-- ACTIONS TO TAKE --
• a. Update the opening of the Labor Day article by writing out everything from "Holidays are not" down to "holiday in 1894." with "Labor Day" changed to "Workers' Day".
• b. Extend the Labor Day article on heritage sites that honor American work, picking up after its final sentence.

---------- TEXT PASSAGE

Holidays are not intended to just be days off from school or work. They should be treated as special occasions, including taking the time to pause and reflect what the holiday is about and why it was created in the first place- and Labor Day is no different. Observed on the first Monday in September, Labor Day pays tribute to the contributions and achievements of American workers. It constitutes a yearly national tribute to the contributions workers have made to the strength, prosperity, and well-being of our country and became a federal holiday in 1894.
Within the Journey Through Hallowed Ground National Heritage Area, a 180-mile swath of land that runs from Gettysburg, PA to Charlottesville, VA, there are several places that pay homage to the history of work in America. Here are just a few examples you can visit to observe Labor Day (by county):
Gettysburg may be best known for its Civil War history, but the area is also the heart of Pennsylvania ‘s Apple Country. Therefore, it is fitting to recognize the important role that agriculture, farms, orchards, wineries and the farmers and producers of these goods have not only on this region but the entire country. Just north and west of the Gettysburg battlefield, more than 20,000 acres of apple orchards produce over 35 varieties of apples, and many of them are sold to processing plants today for things like apple juice and apple sauce. In fact, the are is home to the National Apple Harvest Festival, which takes place over two weekends in early October each year. To get additional details, visit http://www.appleharvest.com.
From Gettysburg, continue south along the Journey Through Hallowed Ground National Scenic Byway into Maryland. Arrive in the City of Brunswick, located at the southern end of Frederick County. Situated along the Baltimore and Ohio Railroad, Brunswick became a company town with an exploding population and reportedly had the largest and busiest railroad yards in the world at one point Although the railroad isn’t as important to our nation as it once was, you can still see the engines whistling down the track in Brunswick. In addition, the town does serve as a major stop on the Maryland Rail Commuter (MARC) Train line which takes commuters in and out of the greater Washington, D.C. area each weekday. The Brunswick Heritage Museum is a great place to visit as it tells the stories of the railroaders and their families in the early 1900’s and houses one of the largest model train layouts on the east coast. For more information, visit www.brunswickmuseum.org.
In addition, the C&O Canal was a major economic engine for people living along the Potomac River, particularly in the 19th and early 20th century. Visitors to the C & O Canal can learn stories of western expansion, transportation, engineering, the Civil War, immigration, industry and commerce. There are several access points to the C&O within the Journey Through Hallowed Ground National Heritage Area, but one suggested location would be the Williamsport Visitor Center. Here, there are several examples of major canal structures visible within close proximity. For more information, visit http://www.nps.gov/choh.

--------------------
---------- RECORD SET

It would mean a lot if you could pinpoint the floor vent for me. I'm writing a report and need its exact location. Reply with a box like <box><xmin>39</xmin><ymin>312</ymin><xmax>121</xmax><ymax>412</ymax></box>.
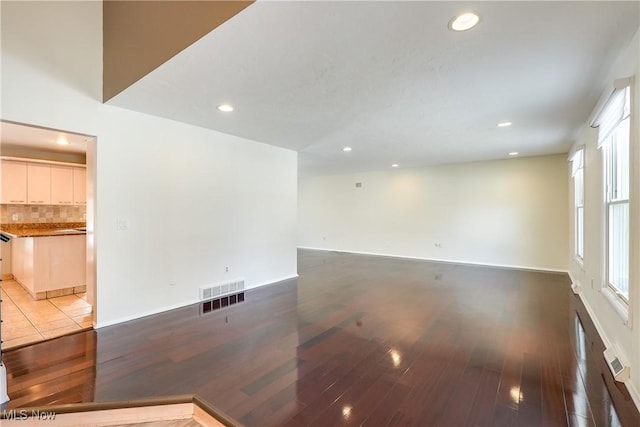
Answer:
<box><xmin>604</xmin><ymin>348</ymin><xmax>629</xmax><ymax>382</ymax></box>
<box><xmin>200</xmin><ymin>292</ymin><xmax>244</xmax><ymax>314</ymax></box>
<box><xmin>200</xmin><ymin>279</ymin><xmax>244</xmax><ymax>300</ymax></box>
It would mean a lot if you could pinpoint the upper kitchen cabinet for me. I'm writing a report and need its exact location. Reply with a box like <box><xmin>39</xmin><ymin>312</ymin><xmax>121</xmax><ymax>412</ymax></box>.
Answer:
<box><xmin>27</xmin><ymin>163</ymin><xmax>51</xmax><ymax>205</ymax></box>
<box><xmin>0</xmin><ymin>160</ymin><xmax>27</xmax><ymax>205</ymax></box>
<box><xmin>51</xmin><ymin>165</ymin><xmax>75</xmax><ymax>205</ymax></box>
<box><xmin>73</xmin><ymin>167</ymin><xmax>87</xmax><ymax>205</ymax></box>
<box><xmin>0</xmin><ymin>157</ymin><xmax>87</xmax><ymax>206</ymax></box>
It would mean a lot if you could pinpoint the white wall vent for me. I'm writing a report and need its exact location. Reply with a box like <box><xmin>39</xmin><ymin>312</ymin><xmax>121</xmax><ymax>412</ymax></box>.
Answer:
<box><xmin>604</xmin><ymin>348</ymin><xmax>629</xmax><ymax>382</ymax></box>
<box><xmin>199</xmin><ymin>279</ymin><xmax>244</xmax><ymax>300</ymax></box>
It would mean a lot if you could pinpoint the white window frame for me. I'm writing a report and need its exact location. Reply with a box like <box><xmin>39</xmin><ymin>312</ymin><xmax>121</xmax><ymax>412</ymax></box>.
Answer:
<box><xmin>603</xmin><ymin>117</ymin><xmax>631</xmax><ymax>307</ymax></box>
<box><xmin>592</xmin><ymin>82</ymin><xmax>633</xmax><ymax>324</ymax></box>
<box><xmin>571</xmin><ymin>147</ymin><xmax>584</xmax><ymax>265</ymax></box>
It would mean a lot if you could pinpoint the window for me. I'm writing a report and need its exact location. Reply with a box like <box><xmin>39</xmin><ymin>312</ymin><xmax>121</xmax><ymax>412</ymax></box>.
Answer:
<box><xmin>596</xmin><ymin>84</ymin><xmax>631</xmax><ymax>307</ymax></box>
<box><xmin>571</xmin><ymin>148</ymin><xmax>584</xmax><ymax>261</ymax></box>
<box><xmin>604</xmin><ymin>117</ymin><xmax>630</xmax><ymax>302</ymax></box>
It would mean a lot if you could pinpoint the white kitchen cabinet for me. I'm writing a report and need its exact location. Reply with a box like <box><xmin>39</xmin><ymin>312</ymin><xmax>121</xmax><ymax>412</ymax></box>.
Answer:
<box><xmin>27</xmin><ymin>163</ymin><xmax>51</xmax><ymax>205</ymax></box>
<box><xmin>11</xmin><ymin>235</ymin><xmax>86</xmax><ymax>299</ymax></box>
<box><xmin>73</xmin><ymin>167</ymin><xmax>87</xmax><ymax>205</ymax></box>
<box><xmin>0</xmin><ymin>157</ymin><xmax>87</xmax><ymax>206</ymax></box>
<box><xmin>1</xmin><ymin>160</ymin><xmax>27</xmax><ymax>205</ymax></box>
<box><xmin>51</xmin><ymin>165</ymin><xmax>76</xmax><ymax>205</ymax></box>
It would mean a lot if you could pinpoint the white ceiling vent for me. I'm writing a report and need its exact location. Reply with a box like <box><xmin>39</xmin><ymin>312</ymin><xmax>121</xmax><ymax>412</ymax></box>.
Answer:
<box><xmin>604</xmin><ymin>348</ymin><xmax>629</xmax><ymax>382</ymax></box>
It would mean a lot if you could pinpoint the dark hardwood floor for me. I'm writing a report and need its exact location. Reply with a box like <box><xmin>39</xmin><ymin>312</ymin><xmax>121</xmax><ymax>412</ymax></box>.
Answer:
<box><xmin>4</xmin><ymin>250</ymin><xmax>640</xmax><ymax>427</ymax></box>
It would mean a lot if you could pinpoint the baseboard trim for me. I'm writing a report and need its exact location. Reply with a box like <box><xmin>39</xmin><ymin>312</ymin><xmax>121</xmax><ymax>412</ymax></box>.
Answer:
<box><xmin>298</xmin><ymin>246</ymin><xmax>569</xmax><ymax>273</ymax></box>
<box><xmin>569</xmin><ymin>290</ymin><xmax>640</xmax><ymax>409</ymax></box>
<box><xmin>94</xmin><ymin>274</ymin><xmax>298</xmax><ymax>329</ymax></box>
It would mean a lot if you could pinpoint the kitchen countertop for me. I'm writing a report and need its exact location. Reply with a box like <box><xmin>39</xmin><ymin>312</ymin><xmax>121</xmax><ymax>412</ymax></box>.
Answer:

--------------------

-- EXPECTED OUTPUTS --
• a.
Holidays are not intended to just be days off from school or work. They should be treated as special occasions, including taking the time to pause and reflect what the holiday is about and why it was created in the first place- and Workers' Day is no different. Observed on the first Monday in September, Workers' Day pays tribute to the contributions and achievements of American workers. It constitutes a yearly national tribute to the contributions workers have made to the strength, prosperity, and well-being of our country and became a federal holiday in 1894.

• b.
Harpers Ferry became a major industrial center during the first half of the 19th Century, particularly with the establishment of The United States Armory and Arsenal there. During its heyday, the armory was producing hundreds of thousands of muskets, rifles, and pistols. Not only were there over 400 workers employed at times but inventions helped revolutionize the manufacturing process from craft-based production to machines. The town also housed other industiries, including a sawmill, flour mill, machine shop, two cotton mills, tannery, and iron foundry. Only ruins remain today of most of this history, but visitors can still get quite the sense of this once industrious town. For more information, visit Harpers Ferry National Historical Park at http://www.nps.gov/hafe.
Gristmills once dotted the landscape of rural America, but most of them have now vanished or stand abandoned as silent witnesses of the past., However, Aldie Mill, located in Aldie, Virginia, offers visitors and students a glimpse of how life was lived in the rural South during a time when the Mill served as a vital center of the community. Find out more at http://www.nvrpa.org/park/aldie_mill_historic_park.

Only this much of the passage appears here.